### Stated exercise:
Copy the lines verbatim from the line with "[trace] every instance of the winding" up to and including the last line of the records.

### Working data:
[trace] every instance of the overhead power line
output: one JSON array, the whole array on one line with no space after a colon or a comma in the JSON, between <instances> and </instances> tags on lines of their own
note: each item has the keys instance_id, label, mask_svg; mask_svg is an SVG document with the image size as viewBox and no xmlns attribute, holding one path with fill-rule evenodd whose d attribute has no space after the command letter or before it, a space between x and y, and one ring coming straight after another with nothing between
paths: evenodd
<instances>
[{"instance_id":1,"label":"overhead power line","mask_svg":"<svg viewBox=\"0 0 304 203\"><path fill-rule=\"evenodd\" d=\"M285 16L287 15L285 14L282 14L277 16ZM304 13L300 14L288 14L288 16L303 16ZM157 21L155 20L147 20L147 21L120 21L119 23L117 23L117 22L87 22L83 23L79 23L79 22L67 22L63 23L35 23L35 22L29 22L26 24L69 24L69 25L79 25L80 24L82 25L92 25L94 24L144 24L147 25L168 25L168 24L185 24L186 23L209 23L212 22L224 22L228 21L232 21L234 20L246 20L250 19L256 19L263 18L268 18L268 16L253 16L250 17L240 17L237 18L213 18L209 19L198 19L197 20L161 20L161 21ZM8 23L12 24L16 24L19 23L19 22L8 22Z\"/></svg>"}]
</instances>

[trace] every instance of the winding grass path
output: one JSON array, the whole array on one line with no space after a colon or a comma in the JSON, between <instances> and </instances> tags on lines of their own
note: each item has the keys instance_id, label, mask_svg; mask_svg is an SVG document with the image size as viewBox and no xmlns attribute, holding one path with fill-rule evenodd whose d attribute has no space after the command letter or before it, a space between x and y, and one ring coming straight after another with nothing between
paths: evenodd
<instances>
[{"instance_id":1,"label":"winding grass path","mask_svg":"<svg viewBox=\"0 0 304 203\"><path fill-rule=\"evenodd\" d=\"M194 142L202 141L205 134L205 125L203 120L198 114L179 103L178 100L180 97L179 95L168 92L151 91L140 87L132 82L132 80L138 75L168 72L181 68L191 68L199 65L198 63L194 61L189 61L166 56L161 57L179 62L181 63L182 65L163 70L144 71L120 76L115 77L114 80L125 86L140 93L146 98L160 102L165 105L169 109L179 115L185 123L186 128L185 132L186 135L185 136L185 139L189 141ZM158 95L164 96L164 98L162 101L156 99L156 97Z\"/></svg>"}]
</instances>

### Written solution:
[trace] every instance of the winding grass path
output: one JSON array, the whole array on one line with no space after a colon or a comma in the JSON, between <instances> and </instances> tags on lines of their own
note: each item has the keys instance_id, label, mask_svg; mask_svg is an SVG document with the image size as viewBox and no xmlns attribute, holding one path with fill-rule evenodd whose d attribute has no space after the command letter or before it, a space between x and y, and one ring coming straight after another with nothing between
paths: evenodd
<instances>
[{"instance_id":1,"label":"winding grass path","mask_svg":"<svg viewBox=\"0 0 304 203\"><path fill-rule=\"evenodd\" d=\"M194 142L202 141L205 134L205 125L203 120L198 114L179 103L178 100L180 97L179 95L168 92L151 91L140 87L132 82L132 80L138 75L168 72L181 68L191 68L199 65L198 63L194 61L189 61L166 56L161 57L179 62L181 63L182 65L163 70L144 71L120 76L115 77L114 80L125 86L140 93L146 98L160 102L165 105L169 109L179 115L185 123L186 128L185 132L186 135L185 136L185 139L189 141ZM158 95L164 96L164 98L162 101L156 99L156 97Z\"/></svg>"}]
</instances>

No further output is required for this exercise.